(DATA FOR THIS EXERCISE begins)

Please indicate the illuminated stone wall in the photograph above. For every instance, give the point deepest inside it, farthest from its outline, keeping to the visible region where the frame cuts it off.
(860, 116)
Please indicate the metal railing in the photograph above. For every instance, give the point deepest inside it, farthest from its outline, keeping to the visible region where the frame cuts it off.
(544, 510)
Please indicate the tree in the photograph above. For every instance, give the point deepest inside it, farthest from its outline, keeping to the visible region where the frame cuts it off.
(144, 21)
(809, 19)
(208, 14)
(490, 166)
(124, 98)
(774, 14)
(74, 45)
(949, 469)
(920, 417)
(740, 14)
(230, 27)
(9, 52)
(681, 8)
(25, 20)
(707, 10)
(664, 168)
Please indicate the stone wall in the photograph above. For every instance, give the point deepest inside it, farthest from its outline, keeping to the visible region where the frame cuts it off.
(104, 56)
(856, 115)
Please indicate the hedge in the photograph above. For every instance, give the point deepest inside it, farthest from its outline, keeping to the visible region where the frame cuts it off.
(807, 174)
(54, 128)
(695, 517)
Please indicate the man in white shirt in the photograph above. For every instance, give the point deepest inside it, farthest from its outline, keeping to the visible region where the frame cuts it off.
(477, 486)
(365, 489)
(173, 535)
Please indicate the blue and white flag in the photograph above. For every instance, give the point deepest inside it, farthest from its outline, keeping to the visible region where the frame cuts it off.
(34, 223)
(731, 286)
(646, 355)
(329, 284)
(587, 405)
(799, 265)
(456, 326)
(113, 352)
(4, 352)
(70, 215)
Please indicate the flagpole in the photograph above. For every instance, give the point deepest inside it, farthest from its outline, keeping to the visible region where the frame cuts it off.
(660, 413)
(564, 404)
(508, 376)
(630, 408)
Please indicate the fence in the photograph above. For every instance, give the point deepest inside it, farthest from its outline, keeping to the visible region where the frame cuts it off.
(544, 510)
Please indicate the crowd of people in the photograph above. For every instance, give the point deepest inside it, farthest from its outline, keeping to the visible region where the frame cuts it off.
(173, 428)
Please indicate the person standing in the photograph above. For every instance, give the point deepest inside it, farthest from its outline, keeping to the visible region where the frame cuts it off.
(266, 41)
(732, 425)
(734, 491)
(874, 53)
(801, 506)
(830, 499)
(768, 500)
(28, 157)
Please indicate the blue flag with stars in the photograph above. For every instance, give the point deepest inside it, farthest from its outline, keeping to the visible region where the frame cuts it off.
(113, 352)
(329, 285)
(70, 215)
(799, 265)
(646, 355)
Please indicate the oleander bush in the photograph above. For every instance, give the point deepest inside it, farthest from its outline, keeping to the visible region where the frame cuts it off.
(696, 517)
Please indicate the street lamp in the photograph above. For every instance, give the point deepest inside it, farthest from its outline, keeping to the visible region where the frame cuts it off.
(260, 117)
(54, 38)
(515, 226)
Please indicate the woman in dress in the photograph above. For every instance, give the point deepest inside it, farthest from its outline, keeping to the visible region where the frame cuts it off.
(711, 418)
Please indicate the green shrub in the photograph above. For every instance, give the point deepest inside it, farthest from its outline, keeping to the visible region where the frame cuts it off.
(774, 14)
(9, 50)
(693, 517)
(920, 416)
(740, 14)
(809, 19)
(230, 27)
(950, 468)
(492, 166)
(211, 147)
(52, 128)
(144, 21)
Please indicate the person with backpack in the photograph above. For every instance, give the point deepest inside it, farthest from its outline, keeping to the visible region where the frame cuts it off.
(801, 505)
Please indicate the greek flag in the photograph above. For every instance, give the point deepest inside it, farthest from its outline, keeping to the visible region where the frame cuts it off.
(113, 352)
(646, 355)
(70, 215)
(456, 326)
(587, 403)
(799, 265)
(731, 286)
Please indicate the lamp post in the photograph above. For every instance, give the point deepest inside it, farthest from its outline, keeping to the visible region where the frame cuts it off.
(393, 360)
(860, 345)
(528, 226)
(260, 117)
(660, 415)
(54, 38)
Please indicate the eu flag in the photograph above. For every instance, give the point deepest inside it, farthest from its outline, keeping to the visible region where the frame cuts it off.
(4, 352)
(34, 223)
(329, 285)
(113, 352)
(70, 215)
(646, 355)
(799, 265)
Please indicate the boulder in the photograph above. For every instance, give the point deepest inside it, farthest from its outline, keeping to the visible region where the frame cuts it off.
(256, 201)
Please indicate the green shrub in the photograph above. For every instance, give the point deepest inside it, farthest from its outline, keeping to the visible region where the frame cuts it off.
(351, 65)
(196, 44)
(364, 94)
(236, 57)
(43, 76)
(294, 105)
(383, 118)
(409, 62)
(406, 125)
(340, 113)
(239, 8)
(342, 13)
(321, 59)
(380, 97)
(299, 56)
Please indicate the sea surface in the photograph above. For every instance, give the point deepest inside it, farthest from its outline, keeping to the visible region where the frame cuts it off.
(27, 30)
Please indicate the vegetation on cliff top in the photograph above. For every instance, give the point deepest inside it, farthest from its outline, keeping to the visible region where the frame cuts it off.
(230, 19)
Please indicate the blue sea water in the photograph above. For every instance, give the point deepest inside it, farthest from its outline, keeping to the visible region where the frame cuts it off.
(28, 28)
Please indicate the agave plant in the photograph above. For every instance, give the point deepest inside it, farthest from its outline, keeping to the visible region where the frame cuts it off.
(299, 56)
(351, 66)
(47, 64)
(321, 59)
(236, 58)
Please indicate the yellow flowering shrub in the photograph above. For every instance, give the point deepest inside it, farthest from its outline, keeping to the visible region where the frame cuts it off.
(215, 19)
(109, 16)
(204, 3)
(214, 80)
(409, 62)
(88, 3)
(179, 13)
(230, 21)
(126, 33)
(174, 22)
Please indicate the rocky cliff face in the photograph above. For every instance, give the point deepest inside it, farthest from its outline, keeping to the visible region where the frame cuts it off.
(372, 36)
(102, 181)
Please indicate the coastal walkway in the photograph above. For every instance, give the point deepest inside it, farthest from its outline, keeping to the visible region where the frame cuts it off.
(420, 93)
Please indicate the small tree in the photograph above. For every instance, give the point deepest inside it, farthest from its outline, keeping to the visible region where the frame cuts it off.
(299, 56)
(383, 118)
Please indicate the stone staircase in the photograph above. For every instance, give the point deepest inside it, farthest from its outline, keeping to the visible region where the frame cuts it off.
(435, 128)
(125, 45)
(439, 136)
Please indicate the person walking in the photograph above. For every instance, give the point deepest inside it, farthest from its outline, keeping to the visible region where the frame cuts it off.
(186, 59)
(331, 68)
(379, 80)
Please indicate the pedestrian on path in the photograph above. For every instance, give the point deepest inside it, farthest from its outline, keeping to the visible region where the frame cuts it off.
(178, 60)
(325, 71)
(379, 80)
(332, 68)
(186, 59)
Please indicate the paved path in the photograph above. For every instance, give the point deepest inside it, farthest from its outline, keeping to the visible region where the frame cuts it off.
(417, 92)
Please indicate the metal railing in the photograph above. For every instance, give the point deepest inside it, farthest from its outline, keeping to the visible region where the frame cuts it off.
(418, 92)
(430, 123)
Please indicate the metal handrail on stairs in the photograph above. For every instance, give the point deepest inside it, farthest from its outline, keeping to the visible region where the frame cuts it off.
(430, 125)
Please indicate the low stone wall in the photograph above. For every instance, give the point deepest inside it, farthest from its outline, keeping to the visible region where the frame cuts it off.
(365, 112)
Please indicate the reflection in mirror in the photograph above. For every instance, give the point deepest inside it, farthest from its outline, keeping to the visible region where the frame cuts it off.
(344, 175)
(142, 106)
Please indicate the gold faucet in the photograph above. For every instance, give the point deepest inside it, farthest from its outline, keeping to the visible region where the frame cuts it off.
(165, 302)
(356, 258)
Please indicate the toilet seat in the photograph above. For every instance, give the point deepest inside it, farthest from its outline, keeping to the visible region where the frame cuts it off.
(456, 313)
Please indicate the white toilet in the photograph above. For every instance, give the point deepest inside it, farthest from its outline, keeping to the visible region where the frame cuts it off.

(DATA FOR THIS EXERCISE ends)

#### ACTIVITY:
Start at the line with "Please indicate the low". Give that line and every line after it again, word for word, through the last line above.

#### ANSWER TO THIS EXERCISE:
Please indicate the low stone wall in the photograph above. For every instance, give the point deepest inside it, farthest from its outline, keeping to the visible region where the frame cuts it off.
(365, 112)
Please indicate the reflection in mirror in the photograph above. For every instance, give the point deepest inside it, farthest from its outline, keeping to the visible region where the frame cuts it off.
(344, 175)
(142, 106)
Please indicate the gold faucet in the photograph above. For every instance, give the point deepest inside it, farthest from its outline, keeping to the visible region where the frame cuts it off.
(165, 302)
(356, 258)
Please indicate the toilet seat in the photograph above. For every instance, give the point deepest inside it, farthest from its outline, keeping to the visible region where the frame cuts it off.
(456, 313)
Please indicate the white toilet in the photograph above. For every instance, give the point deepest inside it, farthest from its outline, keeping to the visible region where the frame cuts it off.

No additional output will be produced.